# Try it
Using the book description, answer each question briefly:
(a) In what year did the first Empresses come to the Pacific?
(b) What cargoes did the Empresses carry in peacetime?
(c) Which Empress was the only one to survive the wars?

# Text provided
• • •

"The Pacific Empresses: An Illustrated History of Canadian Pacific Railway's Empress Liners on the Pacific Ocean" (used book)
The Pacific Empresses: An Illustrated History of Canadian Pacific Railway's Empress Liners on the Pacific Ocean
by Robert D. Turner
About the Book
Used Book. Hardcover. Dust jacket included. Fair condition. Dust jacket torn and taped.
-- From the dust jacket
The Empresses were the finest, fastest lines on the Pacific. They forged a link across the North Pacific from the west coast of Canada to Japan, China, and later the Philippines that lasted for over 50 years.
The first Empresses came to the Pacific in 1891, providing a fast, reliable steamship service connecting the western terminus of the Canadian Pacific Railway with the Orient. The ships were the beautiful clipper-bowed Empresses of India, China, and Japan. Later, as steamship design advanced and the service grew, the larger, record-breaking Empress of Russia and Empress of Asia joined the fleet.
In peacetime, the Empresses carried the rich and the famous as well as thousands of immigrants to and from the Orient. Their cargoes were silk, tea, spices, and other high-value goods that required speed and efficient handling. Consistently, they broke speed records for the North Pacific and set standards of service and reliability that few steamship lines could match.
The 1920’s saw the arrival on the Pacific of the Empress of Canada and for a time, the Empresses of Australia and France. The completion of the second Empress of Japan in 1930 marked the culmination of the Canadian Pacific’s shipbuilding for the Pacific service. She shattered the trans-Pacific record and raised still higher the standards of passenger accommodation on the Pacific.
In wartime, the Empresses took on new duties: as armed merchant cruisers and troop transports. One became a hospital ship. In World War I, they hounded the German cruiser Emden and shelled Turkish forts along the Red Sea. In World War II, they carried thousands of Allied troops in every theatre of the war and the Empress of Canada was a key unit in a commando raid. But war service took its toll: the Empress of Canada was torpedoed off the African coast; the Empress of Asia was sunk during the siege of Singapore; and the Empress of Russia, being refitted just after the end of the war, was destroyed by fire. Only the Empress of Japan survived. Air travel dominated the post-war years and the Empress fleet was never replaced on the Pacific. An era came to an end.
This is the dramatic story of the Canadian Pacific’s Empresses on the trans-Pacific service, from record-breaking runs and million-dollar silk cargoes to typhoons and war service.

• • •

# Material supplied

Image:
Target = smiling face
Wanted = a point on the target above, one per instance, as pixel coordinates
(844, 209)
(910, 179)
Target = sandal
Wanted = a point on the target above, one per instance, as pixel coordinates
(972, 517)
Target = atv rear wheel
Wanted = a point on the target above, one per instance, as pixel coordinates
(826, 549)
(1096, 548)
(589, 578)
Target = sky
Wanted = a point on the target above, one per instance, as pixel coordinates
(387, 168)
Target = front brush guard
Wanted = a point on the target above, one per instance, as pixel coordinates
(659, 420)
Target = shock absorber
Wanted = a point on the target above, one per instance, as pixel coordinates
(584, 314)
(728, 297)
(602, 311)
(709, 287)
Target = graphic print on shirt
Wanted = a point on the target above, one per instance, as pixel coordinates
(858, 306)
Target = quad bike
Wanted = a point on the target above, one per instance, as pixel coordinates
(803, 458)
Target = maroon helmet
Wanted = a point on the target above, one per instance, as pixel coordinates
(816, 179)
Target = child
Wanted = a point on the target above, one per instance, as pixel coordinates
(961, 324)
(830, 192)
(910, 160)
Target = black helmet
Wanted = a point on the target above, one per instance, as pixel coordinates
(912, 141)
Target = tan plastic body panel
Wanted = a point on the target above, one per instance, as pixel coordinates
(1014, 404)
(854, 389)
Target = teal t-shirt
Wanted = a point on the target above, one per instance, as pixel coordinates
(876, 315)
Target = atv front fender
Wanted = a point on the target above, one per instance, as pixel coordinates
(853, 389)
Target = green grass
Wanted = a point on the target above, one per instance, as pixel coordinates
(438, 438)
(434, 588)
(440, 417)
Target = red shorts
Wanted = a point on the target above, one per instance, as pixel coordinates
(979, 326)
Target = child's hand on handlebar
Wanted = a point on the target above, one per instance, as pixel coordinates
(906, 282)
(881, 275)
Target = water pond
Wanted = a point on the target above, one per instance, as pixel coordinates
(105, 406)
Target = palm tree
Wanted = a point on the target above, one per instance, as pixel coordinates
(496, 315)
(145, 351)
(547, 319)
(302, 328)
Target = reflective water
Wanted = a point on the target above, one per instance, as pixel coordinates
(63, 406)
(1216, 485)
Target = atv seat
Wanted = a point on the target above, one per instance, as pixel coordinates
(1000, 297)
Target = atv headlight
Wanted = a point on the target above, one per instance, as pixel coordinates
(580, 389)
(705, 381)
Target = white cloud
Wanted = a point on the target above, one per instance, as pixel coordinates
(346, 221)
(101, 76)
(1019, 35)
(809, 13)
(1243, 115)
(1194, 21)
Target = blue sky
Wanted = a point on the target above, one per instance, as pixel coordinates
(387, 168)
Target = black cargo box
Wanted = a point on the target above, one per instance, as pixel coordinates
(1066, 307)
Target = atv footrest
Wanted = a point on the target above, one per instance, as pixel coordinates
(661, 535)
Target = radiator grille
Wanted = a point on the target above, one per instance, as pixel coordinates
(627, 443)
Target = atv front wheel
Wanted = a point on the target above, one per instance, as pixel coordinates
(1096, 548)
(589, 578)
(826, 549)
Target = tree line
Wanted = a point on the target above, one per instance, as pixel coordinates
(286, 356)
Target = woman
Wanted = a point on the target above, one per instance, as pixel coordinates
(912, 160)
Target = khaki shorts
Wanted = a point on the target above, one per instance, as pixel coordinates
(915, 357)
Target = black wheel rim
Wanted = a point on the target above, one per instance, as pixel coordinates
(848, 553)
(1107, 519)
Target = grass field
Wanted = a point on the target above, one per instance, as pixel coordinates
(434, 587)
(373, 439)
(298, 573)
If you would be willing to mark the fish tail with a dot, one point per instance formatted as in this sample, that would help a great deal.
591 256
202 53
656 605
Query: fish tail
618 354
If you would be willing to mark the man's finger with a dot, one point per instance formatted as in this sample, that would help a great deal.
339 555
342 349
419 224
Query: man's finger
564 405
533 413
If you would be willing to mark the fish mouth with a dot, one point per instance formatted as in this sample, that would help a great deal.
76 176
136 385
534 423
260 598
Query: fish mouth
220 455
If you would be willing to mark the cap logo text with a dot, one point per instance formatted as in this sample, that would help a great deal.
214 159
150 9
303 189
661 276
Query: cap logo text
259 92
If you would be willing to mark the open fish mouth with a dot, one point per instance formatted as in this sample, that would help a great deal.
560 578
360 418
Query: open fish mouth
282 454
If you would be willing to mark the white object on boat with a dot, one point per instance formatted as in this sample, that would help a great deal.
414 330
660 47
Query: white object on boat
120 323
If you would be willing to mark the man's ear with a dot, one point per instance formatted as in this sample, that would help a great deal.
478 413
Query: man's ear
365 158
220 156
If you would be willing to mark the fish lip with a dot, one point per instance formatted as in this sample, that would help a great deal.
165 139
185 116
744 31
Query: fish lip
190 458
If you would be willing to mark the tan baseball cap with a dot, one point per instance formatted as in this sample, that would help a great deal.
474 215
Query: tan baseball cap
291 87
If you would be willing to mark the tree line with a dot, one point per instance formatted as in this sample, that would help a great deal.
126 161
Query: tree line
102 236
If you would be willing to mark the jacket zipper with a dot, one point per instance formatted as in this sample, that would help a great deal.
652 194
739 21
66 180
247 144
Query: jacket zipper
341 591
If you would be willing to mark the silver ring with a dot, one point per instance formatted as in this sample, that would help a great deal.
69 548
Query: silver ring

• • •

# Solved problem
(a) 1891
(b) Silk, tea, spices, and other high-value goods
(c) The Empress of Japan